(begin)

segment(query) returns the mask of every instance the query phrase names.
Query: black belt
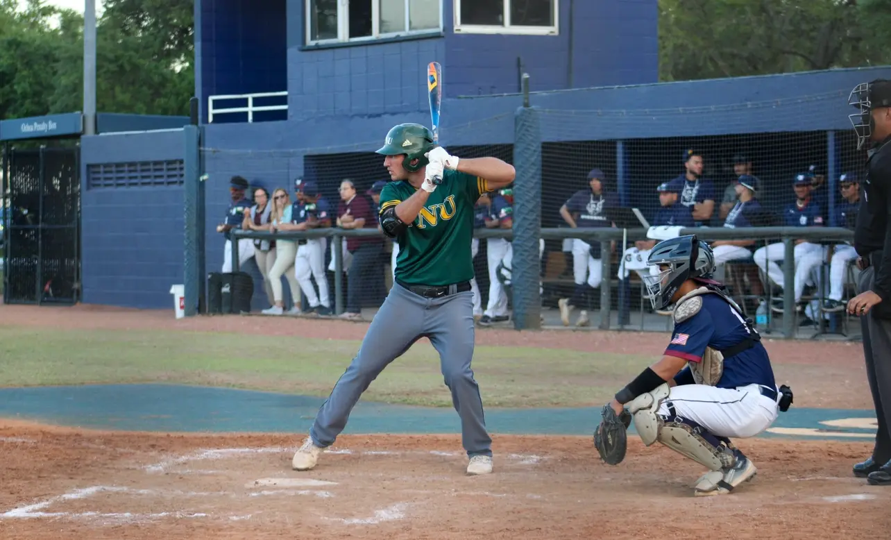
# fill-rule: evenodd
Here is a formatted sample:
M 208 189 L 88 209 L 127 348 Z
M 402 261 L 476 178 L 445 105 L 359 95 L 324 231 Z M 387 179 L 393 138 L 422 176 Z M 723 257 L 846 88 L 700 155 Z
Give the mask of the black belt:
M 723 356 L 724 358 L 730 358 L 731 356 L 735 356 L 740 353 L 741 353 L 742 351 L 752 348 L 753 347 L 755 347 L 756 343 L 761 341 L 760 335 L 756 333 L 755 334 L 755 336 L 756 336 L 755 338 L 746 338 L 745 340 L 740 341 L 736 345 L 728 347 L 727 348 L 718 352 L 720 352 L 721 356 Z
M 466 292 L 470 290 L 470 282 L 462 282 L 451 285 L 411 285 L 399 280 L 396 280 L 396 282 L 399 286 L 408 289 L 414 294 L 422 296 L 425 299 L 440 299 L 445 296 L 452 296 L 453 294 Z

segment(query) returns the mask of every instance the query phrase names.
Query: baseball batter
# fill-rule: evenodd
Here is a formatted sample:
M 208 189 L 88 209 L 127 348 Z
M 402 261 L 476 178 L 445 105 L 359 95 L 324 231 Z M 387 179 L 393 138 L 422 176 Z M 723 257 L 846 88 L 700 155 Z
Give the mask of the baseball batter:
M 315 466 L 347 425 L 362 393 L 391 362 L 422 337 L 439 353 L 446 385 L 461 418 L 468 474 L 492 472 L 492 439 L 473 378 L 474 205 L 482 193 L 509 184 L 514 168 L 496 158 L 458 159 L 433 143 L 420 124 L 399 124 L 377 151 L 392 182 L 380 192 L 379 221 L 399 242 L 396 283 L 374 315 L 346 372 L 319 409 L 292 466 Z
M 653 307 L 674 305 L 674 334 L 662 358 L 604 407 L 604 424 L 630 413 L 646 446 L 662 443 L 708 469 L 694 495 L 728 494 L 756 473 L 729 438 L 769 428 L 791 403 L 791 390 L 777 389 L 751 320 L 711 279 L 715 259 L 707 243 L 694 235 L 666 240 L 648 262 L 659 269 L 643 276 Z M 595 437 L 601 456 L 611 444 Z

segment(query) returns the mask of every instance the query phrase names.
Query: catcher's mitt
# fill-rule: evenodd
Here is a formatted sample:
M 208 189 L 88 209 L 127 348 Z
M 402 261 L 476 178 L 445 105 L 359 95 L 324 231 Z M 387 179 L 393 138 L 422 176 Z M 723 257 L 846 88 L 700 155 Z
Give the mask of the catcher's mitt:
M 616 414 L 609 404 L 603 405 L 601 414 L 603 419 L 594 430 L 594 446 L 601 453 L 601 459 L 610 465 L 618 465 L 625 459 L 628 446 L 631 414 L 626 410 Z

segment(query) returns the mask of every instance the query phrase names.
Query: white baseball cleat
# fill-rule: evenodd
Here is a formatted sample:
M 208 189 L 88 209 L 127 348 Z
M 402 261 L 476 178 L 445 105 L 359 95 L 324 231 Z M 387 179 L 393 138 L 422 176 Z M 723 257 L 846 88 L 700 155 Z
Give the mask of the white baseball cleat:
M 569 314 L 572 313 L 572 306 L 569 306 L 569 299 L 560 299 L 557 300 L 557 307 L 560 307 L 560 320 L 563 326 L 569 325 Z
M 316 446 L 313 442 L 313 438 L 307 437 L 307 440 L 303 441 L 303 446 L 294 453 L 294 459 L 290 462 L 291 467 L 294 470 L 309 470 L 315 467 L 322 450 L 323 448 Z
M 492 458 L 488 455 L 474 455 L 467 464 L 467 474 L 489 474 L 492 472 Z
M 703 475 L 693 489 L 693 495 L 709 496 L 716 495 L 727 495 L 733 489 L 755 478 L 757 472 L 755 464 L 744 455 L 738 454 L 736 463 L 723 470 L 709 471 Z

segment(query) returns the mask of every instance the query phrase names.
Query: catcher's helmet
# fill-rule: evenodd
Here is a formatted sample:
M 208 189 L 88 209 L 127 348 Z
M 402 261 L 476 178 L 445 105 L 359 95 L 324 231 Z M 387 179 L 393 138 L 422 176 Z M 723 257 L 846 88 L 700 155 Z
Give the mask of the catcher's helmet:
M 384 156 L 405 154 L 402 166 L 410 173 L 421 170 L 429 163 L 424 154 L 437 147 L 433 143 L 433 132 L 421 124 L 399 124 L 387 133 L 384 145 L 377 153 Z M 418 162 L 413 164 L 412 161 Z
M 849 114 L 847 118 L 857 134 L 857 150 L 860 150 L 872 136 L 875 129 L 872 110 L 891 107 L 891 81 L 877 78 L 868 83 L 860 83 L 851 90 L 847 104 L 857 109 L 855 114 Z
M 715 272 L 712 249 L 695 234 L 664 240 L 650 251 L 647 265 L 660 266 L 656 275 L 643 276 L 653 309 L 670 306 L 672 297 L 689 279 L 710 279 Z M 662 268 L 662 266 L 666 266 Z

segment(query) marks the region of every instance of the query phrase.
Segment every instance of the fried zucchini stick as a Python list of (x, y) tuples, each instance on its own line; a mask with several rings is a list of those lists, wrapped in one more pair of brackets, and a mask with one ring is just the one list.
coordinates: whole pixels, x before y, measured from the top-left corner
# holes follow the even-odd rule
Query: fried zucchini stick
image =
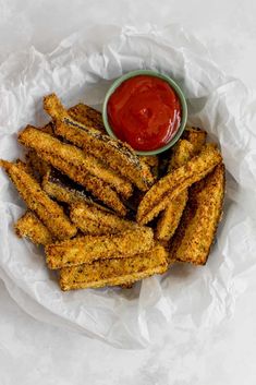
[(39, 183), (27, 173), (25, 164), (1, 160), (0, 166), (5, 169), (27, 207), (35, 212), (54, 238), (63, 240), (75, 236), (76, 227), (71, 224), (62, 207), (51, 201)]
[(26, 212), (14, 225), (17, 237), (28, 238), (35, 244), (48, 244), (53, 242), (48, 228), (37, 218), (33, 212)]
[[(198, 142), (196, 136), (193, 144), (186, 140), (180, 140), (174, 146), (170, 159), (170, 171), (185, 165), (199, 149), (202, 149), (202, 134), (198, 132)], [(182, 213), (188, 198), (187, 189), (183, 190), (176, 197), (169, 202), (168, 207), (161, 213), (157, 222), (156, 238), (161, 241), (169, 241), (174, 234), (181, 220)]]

(end)

- PROBLEM DETAILS
List every line of the records that contains the string "baseball", treating uppercase and lowercase letters as different.

- EXPECTED ANSWER
Query: baseball batter
Give the mask of the baseball batter:
Query: white baseball cleat
Give the mask of the white baseball cleat:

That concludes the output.